Every line from the start of the records below to the line containing "Mark the region of the terracotta roof tile." should be retyped exactly, that line included, and no others.
########
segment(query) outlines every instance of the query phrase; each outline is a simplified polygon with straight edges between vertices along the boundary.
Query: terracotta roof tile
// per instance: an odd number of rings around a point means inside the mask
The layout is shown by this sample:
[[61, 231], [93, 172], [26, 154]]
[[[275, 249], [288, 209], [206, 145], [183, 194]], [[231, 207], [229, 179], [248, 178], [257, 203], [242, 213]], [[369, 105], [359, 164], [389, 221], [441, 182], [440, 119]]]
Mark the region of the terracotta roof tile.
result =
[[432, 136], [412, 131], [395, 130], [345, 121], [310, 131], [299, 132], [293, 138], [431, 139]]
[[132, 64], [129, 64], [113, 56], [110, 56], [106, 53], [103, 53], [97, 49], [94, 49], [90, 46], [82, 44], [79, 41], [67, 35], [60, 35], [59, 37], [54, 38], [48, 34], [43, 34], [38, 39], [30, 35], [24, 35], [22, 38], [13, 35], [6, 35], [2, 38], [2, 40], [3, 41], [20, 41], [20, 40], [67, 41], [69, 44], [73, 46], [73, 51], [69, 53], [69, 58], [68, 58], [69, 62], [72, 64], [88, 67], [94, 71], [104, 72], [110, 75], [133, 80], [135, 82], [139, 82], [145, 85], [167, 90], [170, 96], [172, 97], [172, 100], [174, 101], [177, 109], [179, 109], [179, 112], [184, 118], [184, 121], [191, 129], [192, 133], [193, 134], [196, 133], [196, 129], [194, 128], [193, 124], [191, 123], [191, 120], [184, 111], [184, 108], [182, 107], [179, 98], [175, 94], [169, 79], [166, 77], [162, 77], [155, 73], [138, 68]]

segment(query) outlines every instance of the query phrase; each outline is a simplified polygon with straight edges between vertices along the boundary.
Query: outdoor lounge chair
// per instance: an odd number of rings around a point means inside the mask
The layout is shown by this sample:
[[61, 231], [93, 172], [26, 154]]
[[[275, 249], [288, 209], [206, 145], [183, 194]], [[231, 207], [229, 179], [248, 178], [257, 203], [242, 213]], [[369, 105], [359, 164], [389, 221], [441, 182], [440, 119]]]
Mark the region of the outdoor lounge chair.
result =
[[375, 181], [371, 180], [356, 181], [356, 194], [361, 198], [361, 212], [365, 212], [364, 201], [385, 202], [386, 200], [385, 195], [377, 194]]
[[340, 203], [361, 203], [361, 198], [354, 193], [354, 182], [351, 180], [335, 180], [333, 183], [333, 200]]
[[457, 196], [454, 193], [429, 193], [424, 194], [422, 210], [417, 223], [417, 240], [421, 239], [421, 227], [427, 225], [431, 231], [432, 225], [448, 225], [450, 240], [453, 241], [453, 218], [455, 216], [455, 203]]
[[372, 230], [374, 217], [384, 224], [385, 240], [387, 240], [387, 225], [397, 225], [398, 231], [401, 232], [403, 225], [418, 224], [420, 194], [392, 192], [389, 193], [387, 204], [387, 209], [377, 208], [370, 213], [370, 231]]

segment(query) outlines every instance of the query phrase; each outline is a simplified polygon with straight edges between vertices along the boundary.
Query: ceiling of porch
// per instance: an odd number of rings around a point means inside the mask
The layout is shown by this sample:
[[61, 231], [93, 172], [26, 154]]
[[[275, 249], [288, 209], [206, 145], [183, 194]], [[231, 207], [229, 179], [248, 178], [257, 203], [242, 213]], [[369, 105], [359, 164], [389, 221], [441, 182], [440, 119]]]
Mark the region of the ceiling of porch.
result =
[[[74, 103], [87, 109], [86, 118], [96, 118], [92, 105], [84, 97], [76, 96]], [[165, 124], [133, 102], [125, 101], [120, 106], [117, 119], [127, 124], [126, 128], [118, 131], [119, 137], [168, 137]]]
########
= Final answer =
segment(query) outlines every instance of the query phrase; each outline is a simplified polygon with straight edges between vertices along the boundary.
Query: terracotta roof tile
// per instance: an odd number of rings around a point means inside the mask
The layout is shown by this sample:
[[61, 231], [93, 172], [26, 154]]
[[[275, 249], [288, 209], [206, 145], [183, 194]], [[231, 207], [229, 179], [248, 178], [257, 203], [242, 213]], [[369, 105], [359, 164], [389, 221], [441, 182], [440, 119]]]
Mark the region of the terracotta roof tile.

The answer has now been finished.